++++ Entries shown ++++
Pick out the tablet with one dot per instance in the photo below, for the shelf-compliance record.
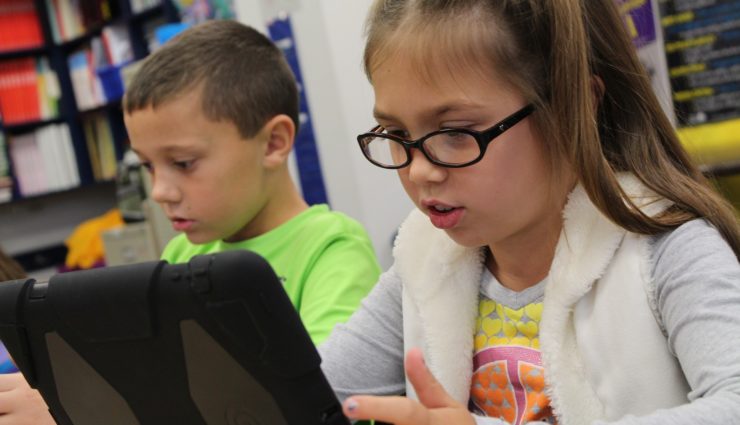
(215, 341)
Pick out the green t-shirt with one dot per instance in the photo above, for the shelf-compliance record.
(324, 259)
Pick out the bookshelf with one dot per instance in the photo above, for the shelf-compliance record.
(64, 137)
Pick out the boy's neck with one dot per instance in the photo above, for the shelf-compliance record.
(285, 203)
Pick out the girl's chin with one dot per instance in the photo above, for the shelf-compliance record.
(465, 239)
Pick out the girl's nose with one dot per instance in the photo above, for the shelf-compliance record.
(421, 170)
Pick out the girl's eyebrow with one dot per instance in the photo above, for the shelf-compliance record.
(435, 112)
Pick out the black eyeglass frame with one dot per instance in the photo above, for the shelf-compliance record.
(483, 138)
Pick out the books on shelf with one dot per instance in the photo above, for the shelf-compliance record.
(95, 70)
(6, 179)
(44, 160)
(29, 90)
(138, 6)
(19, 25)
(70, 19)
(100, 146)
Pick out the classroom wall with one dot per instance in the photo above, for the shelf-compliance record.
(329, 42)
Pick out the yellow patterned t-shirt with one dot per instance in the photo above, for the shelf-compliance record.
(508, 377)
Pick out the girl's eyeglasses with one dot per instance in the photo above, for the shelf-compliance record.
(447, 147)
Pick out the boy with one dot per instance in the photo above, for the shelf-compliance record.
(213, 115)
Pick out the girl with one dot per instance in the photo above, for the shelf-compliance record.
(567, 263)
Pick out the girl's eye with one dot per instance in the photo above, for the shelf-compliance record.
(397, 133)
(184, 165)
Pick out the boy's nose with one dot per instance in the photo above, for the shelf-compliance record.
(423, 171)
(164, 192)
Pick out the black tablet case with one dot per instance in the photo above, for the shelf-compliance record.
(215, 341)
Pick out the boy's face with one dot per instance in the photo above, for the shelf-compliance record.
(210, 181)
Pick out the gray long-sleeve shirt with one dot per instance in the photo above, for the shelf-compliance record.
(697, 288)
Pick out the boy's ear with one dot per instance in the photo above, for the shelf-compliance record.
(280, 134)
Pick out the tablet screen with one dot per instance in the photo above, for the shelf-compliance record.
(215, 341)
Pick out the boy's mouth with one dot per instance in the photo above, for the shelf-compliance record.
(181, 224)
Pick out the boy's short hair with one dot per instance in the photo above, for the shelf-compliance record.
(242, 75)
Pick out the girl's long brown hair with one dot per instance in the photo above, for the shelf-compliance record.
(565, 57)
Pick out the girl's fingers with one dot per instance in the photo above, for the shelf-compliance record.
(430, 392)
(395, 410)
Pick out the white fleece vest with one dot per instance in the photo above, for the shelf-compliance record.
(603, 351)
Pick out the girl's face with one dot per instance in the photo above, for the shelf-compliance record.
(510, 196)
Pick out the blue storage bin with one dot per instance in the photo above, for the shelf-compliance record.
(110, 79)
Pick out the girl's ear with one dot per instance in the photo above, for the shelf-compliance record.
(280, 134)
(597, 91)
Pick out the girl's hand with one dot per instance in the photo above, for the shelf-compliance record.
(435, 406)
(20, 404)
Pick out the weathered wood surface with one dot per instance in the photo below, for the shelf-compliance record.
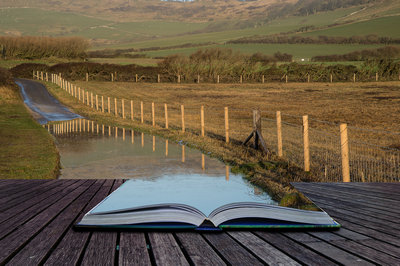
(37, 216)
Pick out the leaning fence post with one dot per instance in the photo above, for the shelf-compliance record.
(153, 118)
(344, 143)
(131, 110)
(115, 107)
(141, 112)
(166, 115)
(202, 120)
(306, 144)
(279, 133)
(123, 108)
(226, 125)
(183, 117)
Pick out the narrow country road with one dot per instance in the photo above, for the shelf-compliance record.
(44, 106)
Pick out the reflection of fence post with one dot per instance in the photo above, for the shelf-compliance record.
(153, 114)
(123, 108)
(226, 125)
(166, 115)
(131, 110)
(141, 112)
(344, 142)
(115, 107)
(279, 133)
(202, 120)
(306, 144)
(183, 117)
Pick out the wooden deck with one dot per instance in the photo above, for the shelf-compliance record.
(36, 218)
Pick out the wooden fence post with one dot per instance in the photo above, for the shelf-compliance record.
(202, 120)
(183, 117)
(226, 125)
(166, 115)
(123, 108)
(279, 133)
(153, 115)
(344, 142)
(306, 144)
(132, 110)
(141, 112)
(115, 107)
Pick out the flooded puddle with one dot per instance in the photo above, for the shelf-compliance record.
(90, 150)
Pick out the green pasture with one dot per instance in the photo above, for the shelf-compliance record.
(385, 26)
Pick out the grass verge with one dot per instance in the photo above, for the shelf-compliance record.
(27, 151)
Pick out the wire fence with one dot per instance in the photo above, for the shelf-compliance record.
(326, 150)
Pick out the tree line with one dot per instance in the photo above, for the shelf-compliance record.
(32, 47)
(294, 39)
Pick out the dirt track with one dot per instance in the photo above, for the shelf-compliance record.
(44, 106)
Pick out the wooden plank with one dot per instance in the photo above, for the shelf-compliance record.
(339, 202)
(198, 250)
(12, 197)
(72, 245)
(367, 253)
(27, 204)
(102, 246)
(40, 245)
(11, 224)
(294, 249)
(12, 242)
(133, 249)
(230, 250)
(266, 252)
(166, 250)
(328, 250)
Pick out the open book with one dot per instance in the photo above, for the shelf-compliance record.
(164, 204)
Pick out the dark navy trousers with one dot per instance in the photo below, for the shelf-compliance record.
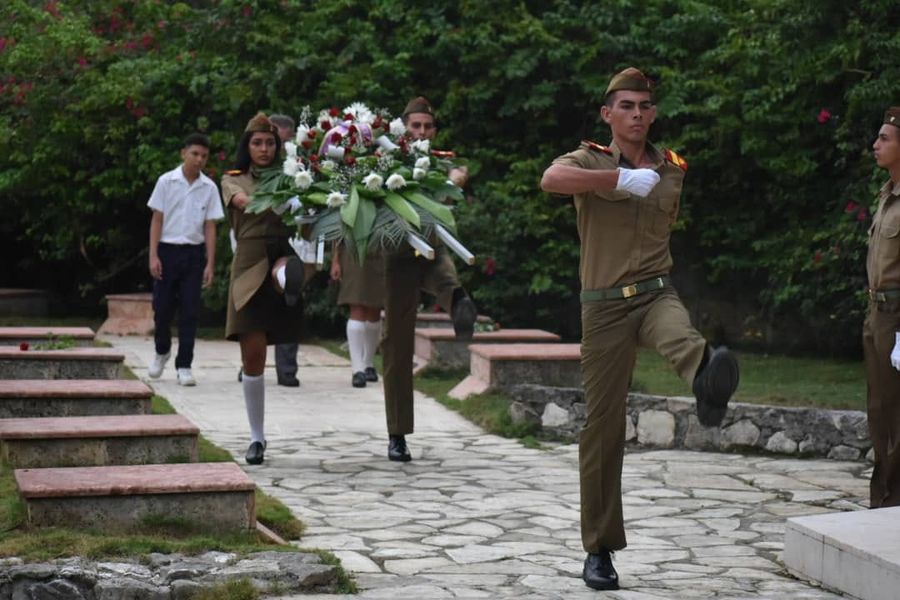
(179, 289)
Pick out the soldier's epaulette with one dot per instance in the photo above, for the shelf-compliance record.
(597, 147)
(676, 160)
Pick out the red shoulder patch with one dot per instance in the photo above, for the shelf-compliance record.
(597, 147)
(676, 160)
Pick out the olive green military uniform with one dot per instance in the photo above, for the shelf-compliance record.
(882, 321)
(406, 274)
(624, 241)
(361, 284)
(253, 302)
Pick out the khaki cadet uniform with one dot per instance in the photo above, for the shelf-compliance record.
(406, 274)
(627, 301)
(361, 284)
(882, 322)
(253, 302)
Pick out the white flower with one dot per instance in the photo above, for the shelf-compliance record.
(422, 146)
(395, 182)
(335, 199)
(303, 179)
(397, 127)
(361, 112)
(373, 181)
(290, 166)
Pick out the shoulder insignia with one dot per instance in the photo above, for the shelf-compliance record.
(676, 160)
(596, 147)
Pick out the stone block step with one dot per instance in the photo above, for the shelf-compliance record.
(219, 495)
(74, 363)
(98, 441)
(128, 314)
(504, 365)
(857, 553)
(23, 398)
(439, 346)
(13, 336)
(425, 320)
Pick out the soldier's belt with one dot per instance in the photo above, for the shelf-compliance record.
(648, 285)
(883, 295)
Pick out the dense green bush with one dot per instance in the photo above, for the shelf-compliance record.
(774, 104)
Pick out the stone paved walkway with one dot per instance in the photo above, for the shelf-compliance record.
(478, 516)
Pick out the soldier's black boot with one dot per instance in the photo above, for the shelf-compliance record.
(463, 313)
(599, 574)
(715, 383)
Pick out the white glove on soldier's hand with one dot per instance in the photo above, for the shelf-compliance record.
(895, 353)
(637, 181)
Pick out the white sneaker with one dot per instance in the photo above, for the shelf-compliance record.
(159, 363)
(185, 377)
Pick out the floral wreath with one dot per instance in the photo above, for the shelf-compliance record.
(352, 175)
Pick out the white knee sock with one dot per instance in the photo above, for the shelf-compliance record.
(356, 340)
(373, 338)
(255, 401)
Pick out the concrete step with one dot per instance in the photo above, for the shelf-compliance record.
(426, 320)
(98, 441)
(857, 553)
(74, 363)
(128, 314)
(13, 336)
(504, 365)
(219, 495)
(439, 346)
(24, 398)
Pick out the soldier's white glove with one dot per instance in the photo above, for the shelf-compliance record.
(895, 353)
(305, 250)
(637, 181)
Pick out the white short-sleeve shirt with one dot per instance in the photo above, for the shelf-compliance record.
(185, 206)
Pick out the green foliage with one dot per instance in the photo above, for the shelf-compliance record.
(774, 104)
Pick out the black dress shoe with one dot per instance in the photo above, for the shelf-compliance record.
(463, 314)
(255, 453)
(714, 385)
(293, 280)
(397, 449)
(289, 381)
(359, 379)
(599, 574)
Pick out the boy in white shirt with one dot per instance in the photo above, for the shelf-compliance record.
(186, 205)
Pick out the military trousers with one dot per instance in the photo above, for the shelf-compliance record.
(883, 401)
(612, 331)
(405, 274)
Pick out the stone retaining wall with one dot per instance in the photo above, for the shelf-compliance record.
(661, 422)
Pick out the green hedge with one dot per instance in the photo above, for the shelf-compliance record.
(774, 104)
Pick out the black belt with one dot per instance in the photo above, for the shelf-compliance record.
(648, 285)
(883, 295)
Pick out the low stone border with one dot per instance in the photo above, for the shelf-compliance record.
(164, 576)
(661, 422)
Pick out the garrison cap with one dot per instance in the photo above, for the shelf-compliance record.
(260, 123)
(892, 116)
(420, 104)
(629, 79)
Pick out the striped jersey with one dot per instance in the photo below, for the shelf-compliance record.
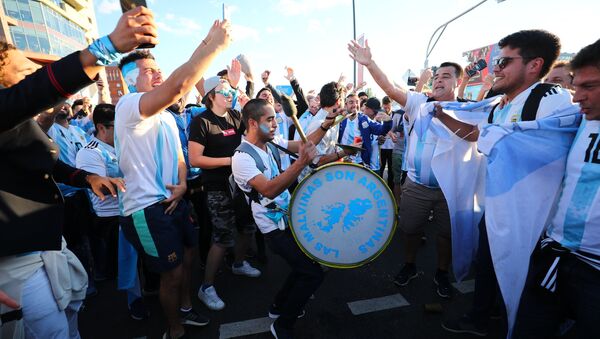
++++
> **Written exercise**
Count the lines above that contain the word "long", treating uppercase and lowercase letters as different, and reply with the number alone.

> **Solution**
2